[start ENTRIES SUPPLIED]
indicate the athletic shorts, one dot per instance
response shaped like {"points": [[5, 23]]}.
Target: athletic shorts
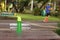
{"points": [[47, 14]]}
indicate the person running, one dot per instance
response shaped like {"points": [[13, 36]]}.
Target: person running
{"points": [[47, 13]]}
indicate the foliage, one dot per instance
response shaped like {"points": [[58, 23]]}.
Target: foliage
{"points": [[58, 31], [58, 24], [36, 11]]}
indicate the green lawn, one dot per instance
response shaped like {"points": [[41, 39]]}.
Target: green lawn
{"points": [[37, 18]]}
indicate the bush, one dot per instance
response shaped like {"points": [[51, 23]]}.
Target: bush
{"points": [[36, 11], [58, 31], [58, 24]]}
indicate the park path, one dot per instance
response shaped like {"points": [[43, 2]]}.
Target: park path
{"points": [[38, 31]]}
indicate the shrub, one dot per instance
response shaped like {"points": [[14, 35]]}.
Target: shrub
{"points": [[58, 31]]}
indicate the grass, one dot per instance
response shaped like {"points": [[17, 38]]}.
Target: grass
{"points": [[37, 18]]}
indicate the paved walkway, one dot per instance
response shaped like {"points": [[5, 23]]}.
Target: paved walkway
{"points": [[38, 31]]}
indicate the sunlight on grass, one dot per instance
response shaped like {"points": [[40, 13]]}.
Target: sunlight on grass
{"points": [[32, 17]]}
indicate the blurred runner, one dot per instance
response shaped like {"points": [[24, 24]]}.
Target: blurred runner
{"points": [[47, 13]]}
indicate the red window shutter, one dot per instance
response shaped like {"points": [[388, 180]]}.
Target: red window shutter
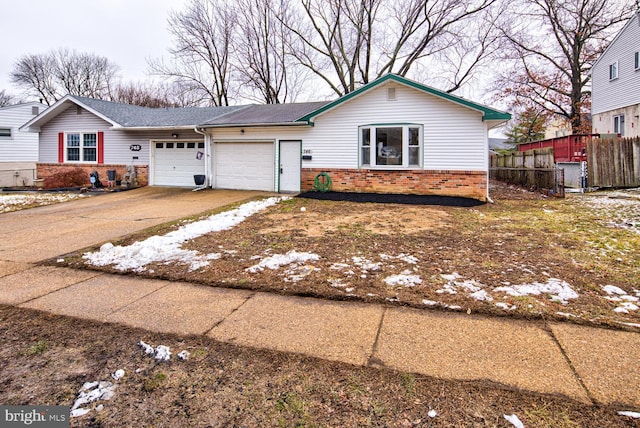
{"points": [[100, 147], [61, 147]]}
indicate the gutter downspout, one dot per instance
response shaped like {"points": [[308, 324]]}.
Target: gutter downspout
{"points": [[207, 160]]}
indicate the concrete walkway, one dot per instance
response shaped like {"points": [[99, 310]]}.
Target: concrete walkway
{"points": [[587, 364], [590, 365]]}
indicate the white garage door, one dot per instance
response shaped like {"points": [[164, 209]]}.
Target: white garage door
{"points": [[247, 166], [175, 163]]}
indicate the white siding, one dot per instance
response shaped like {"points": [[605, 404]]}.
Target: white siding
{"points": [[625, 90], [22, 146], [116, 142], [455, 137]]}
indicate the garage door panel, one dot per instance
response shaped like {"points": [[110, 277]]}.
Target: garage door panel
{"points": [[175, 164], [247, 166]]}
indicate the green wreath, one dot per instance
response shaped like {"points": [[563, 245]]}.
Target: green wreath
{"points": [[322, 183]]}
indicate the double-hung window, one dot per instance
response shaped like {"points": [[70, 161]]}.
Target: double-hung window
{"points": [[81, 147], [613, 71], [618, 124], [391, 146]]}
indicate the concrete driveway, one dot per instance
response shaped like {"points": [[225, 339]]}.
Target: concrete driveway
{"points": [[32, 235]]}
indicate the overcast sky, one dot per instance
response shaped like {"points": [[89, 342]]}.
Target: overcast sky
{"points": [[127, 32]]}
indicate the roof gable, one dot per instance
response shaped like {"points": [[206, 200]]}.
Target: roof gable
{"points": [[635, 17], [487, 112]]}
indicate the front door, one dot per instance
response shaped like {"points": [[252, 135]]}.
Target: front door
{"points": [[290, 160]]}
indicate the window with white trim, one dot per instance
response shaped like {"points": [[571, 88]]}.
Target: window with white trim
{"points": [[81, 147], [618, 124], [613, 71], [392, 146]]}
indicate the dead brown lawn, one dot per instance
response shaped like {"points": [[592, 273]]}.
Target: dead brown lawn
{"points": [[481, 259], [46, 359]]}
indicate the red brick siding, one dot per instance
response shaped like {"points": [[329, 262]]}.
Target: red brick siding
{"points": [[46, 170], [471, 184]]}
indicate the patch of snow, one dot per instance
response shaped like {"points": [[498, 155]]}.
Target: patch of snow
{"points": [[412, 260], [336, 283], [559, 290], [630, 324], [514, 420], [90, 392], [625, 307], [506, 306], [17, 201], [405, 279], [366, 264], [278, 260], [161, 353], [566, 314], [612, 289], [168, 248], [634, 415], [119, 374], [481, 295]]}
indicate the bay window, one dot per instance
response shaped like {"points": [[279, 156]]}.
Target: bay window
{"points": [[81, 147], [391, 146]]}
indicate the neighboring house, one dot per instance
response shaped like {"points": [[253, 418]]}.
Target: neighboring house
{"points": [[18, 150], [615, 77], [391, 136]]}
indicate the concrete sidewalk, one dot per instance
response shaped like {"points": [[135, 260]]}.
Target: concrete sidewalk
{"points": [[587, 364]]}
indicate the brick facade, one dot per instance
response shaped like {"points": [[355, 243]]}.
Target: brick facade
{"points": [[470, 184], [46, 170]]}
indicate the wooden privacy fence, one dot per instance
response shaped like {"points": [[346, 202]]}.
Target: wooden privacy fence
{"points": [[538, 158], [613, 162], [533, 169], [546, 180]]}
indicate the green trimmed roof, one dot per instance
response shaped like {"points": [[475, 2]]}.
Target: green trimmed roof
{"points": [[487, 112]]}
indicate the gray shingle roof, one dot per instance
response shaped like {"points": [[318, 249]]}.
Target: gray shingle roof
{"points": [[265, 114], [130, 116]]}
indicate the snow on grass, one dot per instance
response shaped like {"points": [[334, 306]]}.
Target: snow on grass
{"points": [[160, 353], [627, 301], [278, 260], [15, 202], [405, 279], [634, 415], [514, 420], [558, 290], [168, 248], [412, 260], [90, 392]]}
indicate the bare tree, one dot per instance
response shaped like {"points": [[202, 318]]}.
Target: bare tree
{"points": [[52, 75], [6, 99], [265, 69], [84, 74], [35, 73], [142, 94], [347, 43], [203, 36], [552, 47], [335, 40]]}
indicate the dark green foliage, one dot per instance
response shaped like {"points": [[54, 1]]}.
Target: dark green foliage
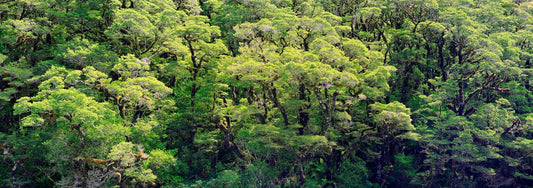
{"points": [[266, 93]]}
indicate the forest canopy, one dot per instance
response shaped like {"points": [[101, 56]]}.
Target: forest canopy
{"points": [[266, 93]]}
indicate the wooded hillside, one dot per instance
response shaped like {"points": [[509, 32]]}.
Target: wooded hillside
{"points": [[259, 93]]}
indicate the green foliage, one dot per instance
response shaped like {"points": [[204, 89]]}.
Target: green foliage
{"points": [[253, 93]]}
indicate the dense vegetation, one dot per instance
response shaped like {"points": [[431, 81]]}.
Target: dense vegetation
{"points": [[257, 93]]}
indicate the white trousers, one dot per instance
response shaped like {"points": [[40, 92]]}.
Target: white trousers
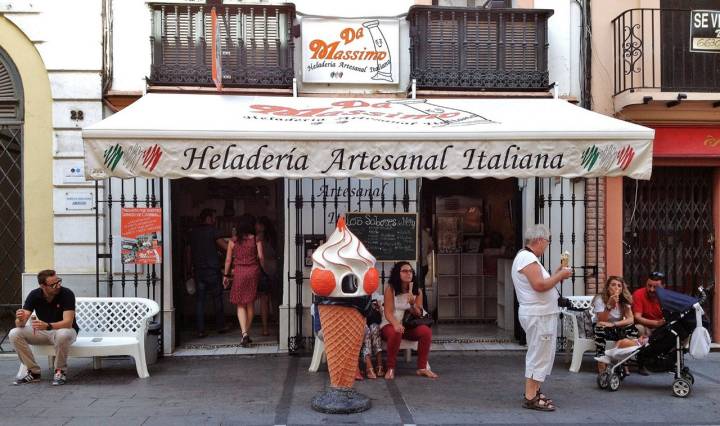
{"points": [[541, 333]]}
[end ENTRIES SUPPLIED]
◆ **GOAL OF THE EXERCISE**: Retype verbatim only the lines beginning with the line that contains "indicate the forest" and ending with the last line of the listing above; pictures are to be excluded.

◆ **SOLUTION TO THIS PROBLEM**:
indicate the forest canopy, one dot per instance
response shaped like {"points": [[101, 56]]}.
Target: forest canopy
{"points": [[266, 93]]}
indicate the wooded hillside, one dot per instance
response shaped like {"points": [[509, 32]]}.
Target: wooded hillside
{"points": [[259, 93]]}
indicate the green foliage, one dot per instance
response shaped like {"points": [[204, 89]]}.
Target: green foliage
{"points": [[253, 93]]}
indicate the dense vegetation, one dot per instance
response shaped like {"points": [[431, 81]]}.
Target: dense vegetation
{"points": [[257, 93]]}
indicate the white trousers, one dot per instance
response shaped like {"points": [[40, 92]]}.
Target: white trousers
{"points": [[541, 333]]}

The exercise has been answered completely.